Required actions -
(a) Repeat word for word the part of the Bosavi music review that opens with the words containing "Behind the visionary" and closes with "the human condition.".
(b) Pull out each line of the entries that contains the word "shoulder".

Selected extract -
........
Behind the visionary gaze of his dark sunglasses, five gospel horns hanging from his neck, a testimony to multiple creation, comprehending the compound colorations of the human voice, the infinite possibilities of sound, Roland Kirk tossed down an array of sonic riffs whose immediacy was incontestable. "Music that makes us cry, love that money can't buy, let's all search for the reason why ." And as the Roland Kirk Spirit Choir intoned in response, "Can't you hear the spirits up above?"

The people of Bosavi would have understood, and thus a word of caution to would-be listeners. Read no further, unless you are prepared to enter a world wherein sound and human sentiment are inseparable, one whose musical conception offers a radical critique of our unexamined account of reality, and hence, of the very character of the human condition.

The Bosavi people, some 2,000 in number, inhabit the rainforest of the Great Papuan Plateau in the Southern Highlands Province of Papua New Guinea (PNG). They identify closely with their natural environment and savor the nuances of its abundant sensory stimuli. With a scintillating sense of acoustic ecology, they use music and sound to extend their grasp of human experience beyond the socio-economic and political constraints, and the perceptual confines, of the visible material world. Music as sound, and sound as music: as these layer, animate, audition, project, give flight to feeling and sensation, they weave human sensibilities into the very fabric of the natural world that sustains life as we know it.

Ethnomusicologist, trombonist, human rights activist, MacArthur award winner and Columbia University professor of anthropology, Steven Feld first went to Bosavi in 1976, and since then has extensively documented the shifting cultural dynamics of life there. His 1991 Voices of the Rainforest (part of Mickey Hart's Endangered Music Project) is a landmark in ambient sound and world roots music. It and two new releases reviewed here comprise a quarter century's sounding, logged in the field during an era of unprecedented cultural, social, economic and political change that has transformed Bosavi life.
........
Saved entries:
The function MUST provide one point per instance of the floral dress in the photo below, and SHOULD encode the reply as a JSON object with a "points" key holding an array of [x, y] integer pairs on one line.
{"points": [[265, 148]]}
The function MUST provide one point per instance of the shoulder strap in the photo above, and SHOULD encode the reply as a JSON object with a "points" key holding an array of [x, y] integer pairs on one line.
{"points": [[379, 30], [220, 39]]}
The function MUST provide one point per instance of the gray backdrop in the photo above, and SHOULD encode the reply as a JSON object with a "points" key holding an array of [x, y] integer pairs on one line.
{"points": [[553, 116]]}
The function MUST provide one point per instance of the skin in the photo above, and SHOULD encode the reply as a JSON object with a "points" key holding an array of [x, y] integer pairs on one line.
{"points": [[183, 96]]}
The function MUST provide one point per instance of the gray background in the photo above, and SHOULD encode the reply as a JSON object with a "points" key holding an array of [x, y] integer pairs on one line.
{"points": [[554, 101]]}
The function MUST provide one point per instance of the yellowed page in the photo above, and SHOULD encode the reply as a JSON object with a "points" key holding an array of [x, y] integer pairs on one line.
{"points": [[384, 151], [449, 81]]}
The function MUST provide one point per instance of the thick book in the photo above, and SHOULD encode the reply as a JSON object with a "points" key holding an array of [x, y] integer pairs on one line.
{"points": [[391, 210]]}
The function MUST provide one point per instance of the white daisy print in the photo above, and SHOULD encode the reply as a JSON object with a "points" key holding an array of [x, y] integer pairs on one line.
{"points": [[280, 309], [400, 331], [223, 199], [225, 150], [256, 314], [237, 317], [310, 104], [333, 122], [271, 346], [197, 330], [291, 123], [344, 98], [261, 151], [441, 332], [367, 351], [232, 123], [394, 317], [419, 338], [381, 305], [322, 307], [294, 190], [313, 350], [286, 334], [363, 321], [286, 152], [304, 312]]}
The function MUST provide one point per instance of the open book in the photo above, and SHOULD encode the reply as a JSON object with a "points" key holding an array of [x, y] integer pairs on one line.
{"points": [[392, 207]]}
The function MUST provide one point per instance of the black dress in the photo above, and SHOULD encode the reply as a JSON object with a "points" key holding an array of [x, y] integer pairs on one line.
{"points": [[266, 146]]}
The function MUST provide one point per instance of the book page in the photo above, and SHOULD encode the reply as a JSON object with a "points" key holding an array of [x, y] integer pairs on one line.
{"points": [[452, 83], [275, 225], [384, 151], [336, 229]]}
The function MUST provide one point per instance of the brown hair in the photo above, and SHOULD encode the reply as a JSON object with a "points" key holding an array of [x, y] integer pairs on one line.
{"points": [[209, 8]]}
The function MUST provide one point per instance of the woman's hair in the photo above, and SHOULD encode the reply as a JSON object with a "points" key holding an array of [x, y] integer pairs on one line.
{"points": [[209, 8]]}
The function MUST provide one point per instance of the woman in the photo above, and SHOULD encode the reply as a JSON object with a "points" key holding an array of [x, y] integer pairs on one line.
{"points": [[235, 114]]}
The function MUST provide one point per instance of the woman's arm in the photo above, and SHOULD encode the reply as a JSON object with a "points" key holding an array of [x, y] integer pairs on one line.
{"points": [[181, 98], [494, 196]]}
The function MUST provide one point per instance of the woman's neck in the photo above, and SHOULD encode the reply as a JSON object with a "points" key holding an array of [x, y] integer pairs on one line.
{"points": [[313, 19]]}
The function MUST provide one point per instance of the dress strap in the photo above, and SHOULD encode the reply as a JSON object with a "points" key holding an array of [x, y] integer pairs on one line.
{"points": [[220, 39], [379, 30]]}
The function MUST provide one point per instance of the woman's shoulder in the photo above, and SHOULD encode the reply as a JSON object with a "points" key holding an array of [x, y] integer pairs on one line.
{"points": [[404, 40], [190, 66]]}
........
Results in order -
(a)
Behind the visionary gaze of his dark sunglasses, five gospel horns hanging from his neck, a testimony to multiple creation, comprehending the compound colorations of the human voice, the infinite possibilities of sound, Roland Kirk tossed down an array of sonic riffs whose immediacy was incontestable. "Music that makes us cry, love that money can't buy, let's all search for the reason why ." And as the Roland Kirk Spirit Choir intoned in response, "Can't you hear the spirits up above?"

The people of Bosavi would have understood, and thus a word of caution to would-be listeners. Read no further, unless you are prepared to enter a world wherein sound and human sentiment are inseparable, one whose musical conception offers a radical critique of our unexamined account of reality, and hence, of the very character of the human condition.

(b)
The function MUST provide one point per instance of the shoulder strap in the photo above, and SHOULD encode the reply as a JSON object with a "points" key holding an array of [x, y] integer pairs on one line.
The function MUST provide one point per instance of the woman's shoulder in the photo above, and SHOULD encode the reply as a JSON object with a "points" key holding an array of [x, y] integer pairs on one line.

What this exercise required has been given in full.